> WHAT THE TASK ASKS: Convert the lines below into a numbered list, starting at the line that contains "the tan table" and ending at the last line, both included. Leave out any blank lines.

> PROVIDED RECORDS:
+ + + +
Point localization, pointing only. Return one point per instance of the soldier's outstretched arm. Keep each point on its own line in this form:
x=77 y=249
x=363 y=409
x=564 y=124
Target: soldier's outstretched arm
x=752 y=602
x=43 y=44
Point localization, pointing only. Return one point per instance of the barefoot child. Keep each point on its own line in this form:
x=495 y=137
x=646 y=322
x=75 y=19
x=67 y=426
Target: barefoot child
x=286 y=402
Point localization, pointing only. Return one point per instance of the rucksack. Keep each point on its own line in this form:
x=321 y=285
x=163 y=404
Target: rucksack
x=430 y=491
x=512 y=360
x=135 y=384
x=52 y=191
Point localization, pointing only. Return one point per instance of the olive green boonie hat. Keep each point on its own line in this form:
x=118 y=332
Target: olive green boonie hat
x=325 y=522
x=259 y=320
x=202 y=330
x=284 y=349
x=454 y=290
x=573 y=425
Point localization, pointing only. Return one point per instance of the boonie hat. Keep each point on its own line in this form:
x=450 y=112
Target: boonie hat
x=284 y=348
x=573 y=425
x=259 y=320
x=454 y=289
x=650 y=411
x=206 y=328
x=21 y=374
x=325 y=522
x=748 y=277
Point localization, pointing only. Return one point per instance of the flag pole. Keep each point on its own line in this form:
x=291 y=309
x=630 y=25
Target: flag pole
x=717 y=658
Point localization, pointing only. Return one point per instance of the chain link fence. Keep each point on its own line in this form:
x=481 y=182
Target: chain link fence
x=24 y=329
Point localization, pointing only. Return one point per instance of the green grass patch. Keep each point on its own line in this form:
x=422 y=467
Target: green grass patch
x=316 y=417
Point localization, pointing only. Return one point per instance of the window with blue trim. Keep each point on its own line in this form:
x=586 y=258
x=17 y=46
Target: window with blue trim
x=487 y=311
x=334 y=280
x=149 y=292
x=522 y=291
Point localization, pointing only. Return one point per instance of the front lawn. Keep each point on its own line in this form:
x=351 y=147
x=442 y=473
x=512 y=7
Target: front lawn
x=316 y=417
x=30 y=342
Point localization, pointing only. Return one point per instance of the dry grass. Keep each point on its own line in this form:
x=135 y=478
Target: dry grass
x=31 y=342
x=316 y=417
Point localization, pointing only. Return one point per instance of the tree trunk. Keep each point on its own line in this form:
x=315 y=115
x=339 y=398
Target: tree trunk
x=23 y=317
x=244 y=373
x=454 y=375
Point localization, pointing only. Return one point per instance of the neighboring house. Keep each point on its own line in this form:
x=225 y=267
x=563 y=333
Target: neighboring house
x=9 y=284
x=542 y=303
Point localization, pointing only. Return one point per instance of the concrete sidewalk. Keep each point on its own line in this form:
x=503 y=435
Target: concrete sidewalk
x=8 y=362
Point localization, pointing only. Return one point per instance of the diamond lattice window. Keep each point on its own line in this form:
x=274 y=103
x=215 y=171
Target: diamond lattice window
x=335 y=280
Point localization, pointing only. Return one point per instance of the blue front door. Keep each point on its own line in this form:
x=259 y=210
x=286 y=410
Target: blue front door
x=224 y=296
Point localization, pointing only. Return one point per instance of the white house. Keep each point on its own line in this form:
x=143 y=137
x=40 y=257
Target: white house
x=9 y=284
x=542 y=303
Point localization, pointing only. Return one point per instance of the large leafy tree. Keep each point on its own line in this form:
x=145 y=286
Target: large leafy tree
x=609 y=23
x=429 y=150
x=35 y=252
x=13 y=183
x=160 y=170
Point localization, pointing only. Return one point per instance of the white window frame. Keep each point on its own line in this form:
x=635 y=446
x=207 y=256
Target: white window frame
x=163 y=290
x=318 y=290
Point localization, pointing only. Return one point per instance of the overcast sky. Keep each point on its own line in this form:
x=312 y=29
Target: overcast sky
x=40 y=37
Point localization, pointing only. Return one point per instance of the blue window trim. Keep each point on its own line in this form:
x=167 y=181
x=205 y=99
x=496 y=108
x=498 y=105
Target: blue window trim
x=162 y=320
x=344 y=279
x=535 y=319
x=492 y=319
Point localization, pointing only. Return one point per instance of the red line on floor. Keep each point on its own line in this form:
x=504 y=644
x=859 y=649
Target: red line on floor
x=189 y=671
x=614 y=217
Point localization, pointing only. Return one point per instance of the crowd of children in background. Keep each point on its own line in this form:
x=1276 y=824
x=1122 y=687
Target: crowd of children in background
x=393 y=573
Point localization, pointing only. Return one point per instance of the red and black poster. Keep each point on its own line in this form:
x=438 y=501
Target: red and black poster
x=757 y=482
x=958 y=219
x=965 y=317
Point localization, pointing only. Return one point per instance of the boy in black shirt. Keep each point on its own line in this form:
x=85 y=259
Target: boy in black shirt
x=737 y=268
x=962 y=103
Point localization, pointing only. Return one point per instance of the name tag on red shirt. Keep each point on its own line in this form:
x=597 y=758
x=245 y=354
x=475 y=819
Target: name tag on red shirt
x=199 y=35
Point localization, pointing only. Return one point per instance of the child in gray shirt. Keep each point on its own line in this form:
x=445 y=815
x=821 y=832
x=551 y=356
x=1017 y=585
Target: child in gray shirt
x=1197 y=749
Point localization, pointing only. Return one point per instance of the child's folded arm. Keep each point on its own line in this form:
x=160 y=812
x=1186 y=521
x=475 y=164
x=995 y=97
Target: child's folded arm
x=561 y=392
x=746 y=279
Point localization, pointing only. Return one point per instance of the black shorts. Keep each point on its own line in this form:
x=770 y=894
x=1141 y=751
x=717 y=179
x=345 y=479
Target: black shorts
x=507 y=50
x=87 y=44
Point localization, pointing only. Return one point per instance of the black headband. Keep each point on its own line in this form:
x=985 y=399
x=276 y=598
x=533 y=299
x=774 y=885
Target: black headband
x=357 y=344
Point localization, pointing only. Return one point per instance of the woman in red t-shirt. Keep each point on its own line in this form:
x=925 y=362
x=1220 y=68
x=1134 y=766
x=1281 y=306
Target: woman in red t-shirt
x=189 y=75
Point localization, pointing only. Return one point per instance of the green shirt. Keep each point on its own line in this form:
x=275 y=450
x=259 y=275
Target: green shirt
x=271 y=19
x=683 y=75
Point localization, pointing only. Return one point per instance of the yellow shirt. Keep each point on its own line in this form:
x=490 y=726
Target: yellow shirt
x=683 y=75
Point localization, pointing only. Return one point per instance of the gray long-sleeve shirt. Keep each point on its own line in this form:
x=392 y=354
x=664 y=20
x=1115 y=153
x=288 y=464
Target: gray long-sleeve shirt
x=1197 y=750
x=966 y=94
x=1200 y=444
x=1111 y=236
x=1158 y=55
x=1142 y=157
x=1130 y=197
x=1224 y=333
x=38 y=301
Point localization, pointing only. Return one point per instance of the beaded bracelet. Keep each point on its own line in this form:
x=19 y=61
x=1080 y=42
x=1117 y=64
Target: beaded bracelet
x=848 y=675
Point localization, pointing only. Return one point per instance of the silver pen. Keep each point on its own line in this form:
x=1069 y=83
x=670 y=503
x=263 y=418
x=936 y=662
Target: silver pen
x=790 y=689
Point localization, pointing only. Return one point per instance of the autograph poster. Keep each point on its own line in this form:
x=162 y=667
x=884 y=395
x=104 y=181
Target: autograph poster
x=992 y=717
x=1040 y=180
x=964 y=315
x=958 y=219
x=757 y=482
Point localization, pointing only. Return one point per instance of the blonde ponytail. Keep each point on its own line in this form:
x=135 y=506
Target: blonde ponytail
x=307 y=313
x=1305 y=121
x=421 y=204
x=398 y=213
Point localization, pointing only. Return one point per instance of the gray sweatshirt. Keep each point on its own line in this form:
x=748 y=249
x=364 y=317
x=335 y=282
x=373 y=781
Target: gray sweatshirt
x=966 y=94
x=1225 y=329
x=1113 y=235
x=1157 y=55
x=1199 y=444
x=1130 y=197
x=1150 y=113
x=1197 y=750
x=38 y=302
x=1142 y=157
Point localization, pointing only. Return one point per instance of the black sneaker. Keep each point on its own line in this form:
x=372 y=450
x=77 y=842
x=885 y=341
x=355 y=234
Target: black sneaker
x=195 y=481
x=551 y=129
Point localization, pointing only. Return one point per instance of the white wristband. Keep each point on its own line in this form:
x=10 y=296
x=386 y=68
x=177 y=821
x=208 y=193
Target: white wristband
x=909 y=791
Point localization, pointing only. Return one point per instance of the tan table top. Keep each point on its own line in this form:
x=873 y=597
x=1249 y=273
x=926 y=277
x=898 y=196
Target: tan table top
+ + + +
> SOLUTION FOR THIS EXERCISE:
1. Point localization, pointing only. Return one point per instance of the tan table top. Keep each point on its own line in this form:
2. x=873 y=597
3. x=1249 y=273
4. x=926 y=277
5. x=898 y=196
6. Target: tan table top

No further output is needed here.